→ AIM
Using the entries below, transcribe exactly the line containing "Examine the image and enumerate every car" and each line that follows it to the end.

== RECORDS SUPPLIED ==

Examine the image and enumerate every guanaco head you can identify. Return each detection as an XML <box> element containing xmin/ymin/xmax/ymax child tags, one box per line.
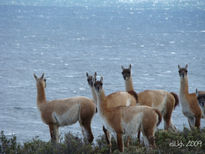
<box><xmin>121</xmin><ymin>64</ymin><xmax>132</xmax><ymax>80</ymax></box>
<box><xmin>33</xmin><ymin>73</ymin><xmax>46</xmax><ymax>88</ymax></box>
<box><xmin>93</xmin><ymin>76</ymin><xmax>103</xmax><ymax>93</ymax></box>
<box><xmin>196</xmin><ymin>89</ymin><xmax>205</xmax><ymax>114</ymax></box>
<box><xmin>178</xmin><ymin>64</ymin><xmax>188</xmax><ymax>78</ymax></box>
<box><xmin>86</xmin><ymin>72</ymin><xmax>97</xmax><ymax>87</ymax></box>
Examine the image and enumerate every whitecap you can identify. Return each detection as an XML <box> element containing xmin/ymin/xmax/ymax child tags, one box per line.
<box><xmin>169</xmin><ymin>41</ymin><xmax>175</xmax><ymax>44</ymax></box>
<box><xmin>79</xmin><ymin>87</ymin><xmax>85</xmax><ymax>91</ymax></box>
<box><xmin>65</xmin><ymin>75</ymin><xmax>74</xmax><ymax>78</ymax></box>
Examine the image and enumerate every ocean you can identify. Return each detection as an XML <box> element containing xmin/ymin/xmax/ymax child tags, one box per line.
<box><xmin>0</xmin><ymin>3</ymin><xmax>205</xmax><ymax>142</ymax></box>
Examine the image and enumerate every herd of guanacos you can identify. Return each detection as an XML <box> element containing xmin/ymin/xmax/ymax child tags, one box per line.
<box><xmin>34</xmin><ymin>64</ymin><xmax>205</xmax><ymax>152</ymax></box>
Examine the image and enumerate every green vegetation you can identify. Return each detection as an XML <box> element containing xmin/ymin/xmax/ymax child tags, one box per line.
<box><xmin>0</xmin><ymin>128</ymin><xmax>205</xmax><ymax>154</ymax></box>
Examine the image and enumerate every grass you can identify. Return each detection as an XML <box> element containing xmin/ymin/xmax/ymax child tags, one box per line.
<box><xmin>0</xmin><ymin>128</ymin><xmax>205</xmax><ymax>154</ymax></box>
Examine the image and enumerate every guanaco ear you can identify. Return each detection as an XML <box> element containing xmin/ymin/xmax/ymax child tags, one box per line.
<box><xmin>178</xmin><ymin>65</ymin><xmax>181</xmax><ymax>70</ymax></box>
<box><xmin>33</xmin><ymin>73</ymin><xmax>38</xmax><ymax>81</ymax></box>
<box><xmin>40</xmin><ymin>73</ymin><xmax>44</xmax><ymax>79</ymax></box>
<box><xmin>93</xmin><ymin>72</ymin><xmax>97</xmax><ymax>83</ymax></box>
<box><xmin>93</xmin><ymin>72</ymin><xmax>97</xmax><ymax>78</ymax></box>
<box><xmin>129</xmin><ymin>64</ymin><xmax>132</xmax><ymax>70</ymax></box>
<box><xmin>196</xmin><ymin>88</ymin><xmax>199</xmax><ymax>97</ymax></box>
<box><xmin>100</xmin><ymin>76</ymin><xmax>103</xmax><ymax>83</ymax></box>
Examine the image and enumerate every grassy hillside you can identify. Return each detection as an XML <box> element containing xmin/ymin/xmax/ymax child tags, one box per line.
<box><xmin>0</xmin><ymin>128</ymin><xmax>205</xmax><ymax>154</ymax></box>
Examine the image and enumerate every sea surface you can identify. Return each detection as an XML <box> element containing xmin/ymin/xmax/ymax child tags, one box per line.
<box><xmin>0</xmin><ymin>3</ymin><xmax>205</xmax><ymax>142</ymax></box>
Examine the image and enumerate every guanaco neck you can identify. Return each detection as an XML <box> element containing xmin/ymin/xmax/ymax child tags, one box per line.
<box><xmin>125</xmin><ymin>76</ymin><xmax>134</xmax><ymax>91</ymax></box>
<box><xmin>96</xmin><ymin>89</ymin><xmax>106</xmax><ymax>113</ymax></box>
<box><xmin>180</xmin><ymin>76</ymin><xmax>189</xmax><ymax>96</ymax></box>
<box><xmin>90</xmin><ymin>86</ymin><xmax>97</xmax><ymax>104</ymax></box>
<box><xmin>37</xmin><ymin>84</ymin><xmax>46</xmax><ymax>107</ymax></box>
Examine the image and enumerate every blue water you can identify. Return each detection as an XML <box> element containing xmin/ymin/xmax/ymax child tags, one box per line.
<box><xmin>0</xmin><ymin>1</ymin><xmax>205</xmax><ymax>142</ymax></box>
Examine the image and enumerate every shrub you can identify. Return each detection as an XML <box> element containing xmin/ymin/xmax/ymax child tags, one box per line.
<box><xmin>0</xmin><ymin>128</ymin><xmax>205</xmax><ymax>154</ymax></box>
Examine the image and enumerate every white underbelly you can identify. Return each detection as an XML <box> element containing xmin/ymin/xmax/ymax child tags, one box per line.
<box><xmin>180</xmin><ymin>98</ymin><xmax>193</xmax><ymax>117</ymax></box>
<box><xmin>121</xmin><ymin>112</ymin><xmax>143</xmax><ymax>135</ymax></box>
<box><xmin>52</xmin><ymin>104</ymin><xmax>80</xmax><ymax>126</ymax></box>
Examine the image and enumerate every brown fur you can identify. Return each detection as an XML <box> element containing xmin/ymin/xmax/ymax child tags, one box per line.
<box><xmin>154</xmin><ymin>109</ymin><xmax>162</xmax><ymax>126</ymax></box>
<box><xmin>170</xmin><ymin>92</ymin><xmax>179</xmax><ymax>108</ymax></box>
<box><xmin>94</xmin><ymin>78</ymin><xmax>160</xmax><ymax>152</ymax></box>
<box><xmin>34</xmin><ymin>75</ymin><xmax>96</xmax><ymax>143</ymax></box>
<box><xmin>122</xmin><ymin>67</ymin><xmax>178</xmax><ymax>131</ymax></box>
<box><xmin>178</xmin><ymin>65</ymin><xmax>202</xmax><ymax>129</ymax></box>
<box><xmin>128</xmin><ymin>91</ymin><xmax>138</xmax><ymax>103</ymax></box>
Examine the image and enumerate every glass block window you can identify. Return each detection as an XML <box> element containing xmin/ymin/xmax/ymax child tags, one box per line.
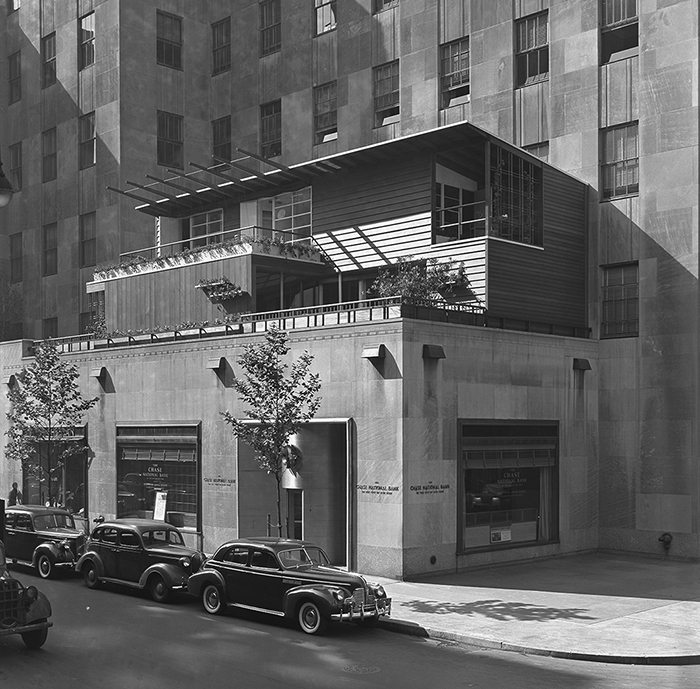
<box><xmin>600</xmin><ymin>263</ymin><xmax>639</xmax><ymax>338</ymax></box>
<box><xmin>158</xmin><ymin>110</ymin><xmax>185</xmax><ymax>169</ymax></box>
<box><xmin>515</xmin><ymin>12</ymin><xmax>549</xmax><ymax>86</ymax></box>
<box><xmin>440</xmin><ymin>38</ymin><xmax>469</xmax><ymax>108</ymax></box>
<box><xmin>260</xmin><ymin>0</ymin><xmax>282</xmax><ymax>56</ymax></box>
<box><xmin>314</xmin><ymin>81</ymin><xmax>338</xmax><ymax>144</ymax></box>
<box><xmin>78</xmin><ymin>112</ymin><xmax>97</xmax><ymax>170</ymax></box>
<box><xmin>602</xmin><ymin>122</ymin><xmax>639</xmax><ymax>199</ymax></box>
<box><xmin>260</xmin><ymin>100</ymin><xmax>282</xmax><ymax>158</ymax></box>
<box><xmin>156</xmin><ymin>12</ymin><xmax>182</xmax><ymax>69</ymax></box>
<box><xmin>314</xmin><ymin>0</ymin><xmax>338</xmax><ymax>35</ymax></box>
<box><xmin>374</xmin><ymin>60</ymin><xmax>400</xmax><ymax>127</ymax></box>
<box><xmin>41</xmin><ymin>127</ymin><xmax>57</xmax><ymax>182</ymax></box>
<box><xmin>42</xmin><ymin>223</ymin><xmax>58</xmax><ymax>275</ymax></box>
<box><xmin>211</xmin><ymin>17</ymin><xmax>231</xmax><ymax>75</ymax></box>
<box><xmin>41</xmin><ymin>32</ymin><xmax>56</xmax><ymax>88</ymax></box>
<box><xmin>211</xmin><ymin>115</ymin><xmax>231</xmax><ymax>160</ymax></box>
<box><xmin>78</xmin><ymin>12</ymin><xmax>95</xmax><ymax>69</ymax></box>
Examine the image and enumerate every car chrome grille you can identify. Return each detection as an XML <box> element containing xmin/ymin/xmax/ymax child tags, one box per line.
<box><xmin>0</xmin><ymin>579</ymin><xmax>24</xmax><ymax>629</ymax></box>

===

→ TASK RESULT
Examine the image and enumerate every car chrome grille you can identify. Return each detection as an XML <box> element containing xmin/ymin/xmax/ymax child tags, one box per line.
<box><xmin>0</xmin><ymin>579</ymin><xmax>24</xmax><ymax>629</ymax></box>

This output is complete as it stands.